Shen and Chen [30] introduced the concept of fuzzy modular spaces in 2013. Further, Kumam [34, 35] and Wongkum et al. [36] introduced the fixed point concept in fuzzy modular spaces and obtained some properties. Wongkum and Kumam [37] investigated the Hyers–Ulam stability of sextic functional equation in fuzzy modular spaces.

Motivated by the notion of fuzzy modular spaces and by the mixed-type functional equations, we introduce a new generalized n-variable mixed-type functional equation of the form

\begin{aligned} &\sum_{i=1, j=i+1}^{n-1} \bigl( f(kx_{i}+x_{j}) \bigr)+f(kx_{n}+x_{1}) \\ &\qquad {}-k \Biggl[\sum_{i=1, j=i+1}^{n-1} \bigl(f(x_{i}+x_{j}) \bigr)+f(x_{n}+x_{1}) \Biggr] \\ &\quad =\frac{(1-k)^{2}}{2}\sum_{i=1}^{n} \bigl(f(x_{i})+f(-x_{i}) \bigr)+\frac{1-k}{k^{2}-k} \sum_{i=1}^{n} \bigl(k^{2}f(x_{i})-f(kx_{i}) \bigr) \end{aligned}
(1.4)

for positive integers $$n, k\geq 2$$ and investigate its Hyers–Ulam stability in fuzzy modular spaces.

This paper is structured as follows: In Sect. 1, we provide necessary introduction of this paper. In Sect. 2, we obtain the general solution of functional equation (1.4). In Sect. 3, we investigate the Hyers–Ulam stability of (1.4) in fuzzy modular spaces using the fixed point theory, and the conclusion is given in Sect. 4.

SET TASK 1: Edit the rows below by replacing every "query" with "prompt" and keeping everything else the same. Omit the pictures from your version.

[Rows from a dataset]
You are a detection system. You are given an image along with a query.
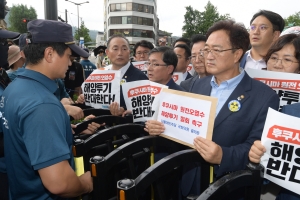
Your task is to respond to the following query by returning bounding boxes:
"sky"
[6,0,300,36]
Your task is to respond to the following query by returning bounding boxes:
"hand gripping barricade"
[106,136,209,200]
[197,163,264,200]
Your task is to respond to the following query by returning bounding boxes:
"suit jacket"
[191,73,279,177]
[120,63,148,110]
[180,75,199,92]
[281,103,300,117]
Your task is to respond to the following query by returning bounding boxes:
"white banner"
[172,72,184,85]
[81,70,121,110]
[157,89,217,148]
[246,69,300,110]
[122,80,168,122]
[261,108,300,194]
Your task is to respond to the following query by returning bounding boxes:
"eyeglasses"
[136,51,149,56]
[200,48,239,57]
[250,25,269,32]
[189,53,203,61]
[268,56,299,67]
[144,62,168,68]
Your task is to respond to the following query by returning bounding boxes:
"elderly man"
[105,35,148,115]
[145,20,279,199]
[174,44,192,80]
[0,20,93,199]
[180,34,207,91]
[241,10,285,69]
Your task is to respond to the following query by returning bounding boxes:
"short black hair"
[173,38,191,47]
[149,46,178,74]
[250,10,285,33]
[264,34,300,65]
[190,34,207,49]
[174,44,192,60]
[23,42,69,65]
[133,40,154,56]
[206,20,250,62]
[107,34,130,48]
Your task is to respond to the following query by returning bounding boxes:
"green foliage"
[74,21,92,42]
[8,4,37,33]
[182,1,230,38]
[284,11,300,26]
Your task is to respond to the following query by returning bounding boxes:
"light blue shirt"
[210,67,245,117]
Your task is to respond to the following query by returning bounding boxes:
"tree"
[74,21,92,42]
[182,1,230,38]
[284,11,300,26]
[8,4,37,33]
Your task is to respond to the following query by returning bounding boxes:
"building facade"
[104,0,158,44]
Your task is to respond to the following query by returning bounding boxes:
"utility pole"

SET TASK 2: Give the surname of every researcher the fuzzy modular spaces excerpt names.

CORRECT RESPONSE 1:
You are a detection system. You are given an image along with a prompt.
Your task is to respond to the following prompt by returning bounding boxes:
"sky"
[6,0,300,36]
Your task is to respond to the following prompt by returning bounding boxes:
"hand gripping barricade"
[106,136,209,200]
[197,163,264,200]
Your task is to respond to the following prompt by returning bounding boxes:
"suit jacket"
[191,73,279,177]
[120,63,148,110]
[180,75,199,92]
[281,103,300,117]
Your task is to respond to the following prompt by returning bounding boxes:
"white banner"
[172,72,184,85]
[81,70,121,110]
[157,89,217,148]
[246,69,300,110]
[122,80,168,122]
[261,108,300,194]
Your task is to respond to the following prompt by returning bounding boxes:
"eyeglasses"
[136,51,149,56]
[200,48,239,57]
[250,25,269,32]
[189,53,203,61]
[268,56,299,67]
[144,62,168,68]
Your task is to respond to the following prompt by returning bounding boxes:
"elderly man"
[105,35,148,115]
[145,20,279,199]
[174,44,192,80]
[0,20,93,199]
[180,34,207,91]
[241,10,285,69]
Your task is to respond to the following prompt by returning bounding boxes:
"short black hair"
[173,38,191,47]
[149,46,178,74]
[250,10,285,33]
[264,34,300,65]
[190,34,207,49]
[174,44,192,60]
[23,42,69,65]
[133,40,154,56]
[206,20,250,62]
[107,34,130,48]
Your task is to respond to the following prompt by returning bounding boxes:
"green foliage"
[74,21,92,42]
[8,4,37,33]
[182,1,230,38]
[284,11,300,26]
Your task is to respond to the following prompt by returning bounding boxes:
"light blue shirt"
[210,67,245,117]
Your task is to respond to the following prompt by returning bounding boxes:
"tree"
[74,21,92,42]
[182,1,230,38]
[284,11,300,26]
[8,4,37,33]
Your task is to respond to the following prompt by returning bounding boxes:
"building facade"
[104,0,158,44]
Your task is to respond to the following prompt by returning bounding boxes:
"utility pole"

CORRECT RESPONSE 2: Shen, Chen, Kumam, Wongkum